begin TEXT SHOWN
Answer: I'll start with a review of your current code before suggesting possible performance
improvements.
Various comments in your code do not add information and can be removed, for example
//------------------------------Main Function------------------------//
int main()
free(string); //free string
exit(EXIT_SUCCESS); //Program Ends
Always use curly braces { } with if-statements, even if the if or else part consists only
of a single statement. That helps to avoid errors if the code is edited later.
Declare variables at the narrowest scope where they are used, and not at the top
of the function. For example
FILE *infile = fopen("file.txt", "r");
if (infile == NULL) {
exit(EXIT_FAILURE);
}
FILE *outfile = fopen("MD.txt","w");
if (outfile == NULL) {
exit(EXIT_FAILURE);
}
or
for (int md5 = 0; md5 < MD5_DIGEST_LENGTH; md5++) { ... }
Declaring md5 at the top does not increase the performance.
Some variable names can be improved (of course this is partially opinion-based):
char *string is actually the current line.
size_t len is not the length of the current string,
but the capacity of the buffer (re)allocated by getline().
end TEXT SHOWN
REQUESTS:
1 > According to the code review, what does always using curly braces with if-statements help to avoid?
2 > List every comment that the code review quotes as an example of one that adds no information.
3 > Carry on the code review from the point where it stops.
begin PROVIDED DATA
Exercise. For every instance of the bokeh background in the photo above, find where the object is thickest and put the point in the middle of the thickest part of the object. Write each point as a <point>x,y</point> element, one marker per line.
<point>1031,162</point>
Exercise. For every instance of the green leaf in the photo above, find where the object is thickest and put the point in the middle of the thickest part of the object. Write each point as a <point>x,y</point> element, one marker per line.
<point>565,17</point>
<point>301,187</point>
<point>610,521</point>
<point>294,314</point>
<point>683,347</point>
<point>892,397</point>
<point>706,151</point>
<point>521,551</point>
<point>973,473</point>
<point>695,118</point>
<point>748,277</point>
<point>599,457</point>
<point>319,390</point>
end PROVIDED DATA
EXPECTED RESPONSES:
1 > It helps to avoid errors if the code is edited later.

2 >
- //------------------------------Main Function------------------------//
- //free string
- //Program Ends

3 >
ssize_t read is – strictly speaking – not the number of bytes read into the
buffer because it excludes the NUL character.
int md5 is not an MD5 value but an index into the buffer containing the
MD5 hash.
I would rename unsigned char result[MD5_DIGEST_LENGTH] to md5hash.
Fix compiler warnings:
MD5(string, strlen(string), result);
// Passing 'char *' to parameter of type 'const unsigned char *' converts between pointers to integer types with different sign
You already use different exit codes to indicate success or failure of the program,
which is good. In addition, it is helpful to print some message (to standard error)
in the error case.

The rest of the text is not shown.